— Begin SELECTED PASSAGE —

Formalism & Glitch
This collection presents a wide range of works from the ArtBase that fall within the broad spectrum of artistic practices that exploit the aesthetics and formal paradigms inherent both in ubiquitous commercial software and home-brew computing. Two particular creative modes are presented: A) works that embrace and highlight the aesthetics, formal elements, and graphical user interfaces inherent in vernacular software, and B) works that seek to subvert these paradigms. Works that fall within the first category explore the value and joy of the pixel, user interface elements, handcrafted HTML, and ASCII. Alexei Shulgin’s “Form Art”, or Maciej Wisniewski’s “Scroll Bar” take a distinctly pop / ready-made approach, appropriating and building with mundane elements of user interface. As complement and counterpoint
to this, artists that fall within the second category, such as JODI, Takeshi Murata, Rosa Menkman, and v5MT represent creative modes that are interested in exposing and presenting what lies beneath this surface of computation – the underlying code and the beauty of the glitch, error, and overload that result from its disruption. Through strategic intervention these artists are engaging in a digital form of indeterminacy. By subverting the format specification of digital objects, intervening with hardware, and interrupting the logic of software, these works produce and embrace artifacts that are the result of failure.

— End SELECTED PASSAGE —

### WHAT IS REQUIRED
Write a continuation of the Formalism & Glitch collection description above, starting after its final sentence.

— Begin COLLECTED DATA —

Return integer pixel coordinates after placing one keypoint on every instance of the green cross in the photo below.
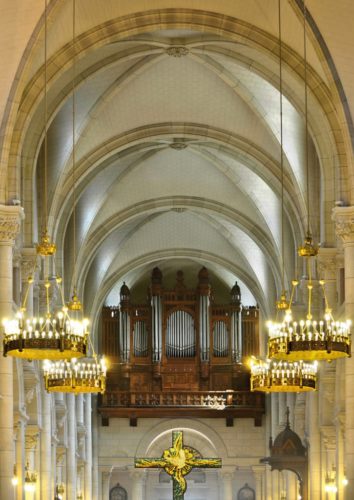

— End COLLECTED DATA —

### REPLY
On this website, viewers are invited to explore a labyrinth of recourses composed by the artist, each pathway accessed through forms and hyperlinks. Forms lead to other larger combinations of forms, some coalescing into text while others compose abstract designs. The work's appearance relies largely on whichever operating system the viewer is using to access it, resulting in a morphing aesthetic that updates itself over time.
This page was produced in as one of the first Rhizome "splash pages" – a series of commissioned pages that ran from 1998-2002, during which the user would be directed to a page such as this upon navigating to Rhizome. JODI's splash page of course appears as an error, devoid of any attribution to the artist, creating the illusion that Rhizome has been hacked.
Nice Page draws a parrallel between net.art and neo-plasticism. By layering and meandering of pages from Alta Vista's "bitch search" with 313,375 pages found through Barbie's world, to Ljudmila and the Guggenheim Museum, the artist takes a hermeneutic approach to unraveling the hidden-yet-to-be-discovered world of net.art or net plasticism.
From an existing and arbitrarily chosen system H, two different registration systems RG1 and RG2 are established. The first one is the product of the analysis of the electric flows underlying in system H, as much in power supply terms as in information transfer terms. The second one is a video-recording of some elements that belong to system H or that could be recorded from this one. When verifying the ...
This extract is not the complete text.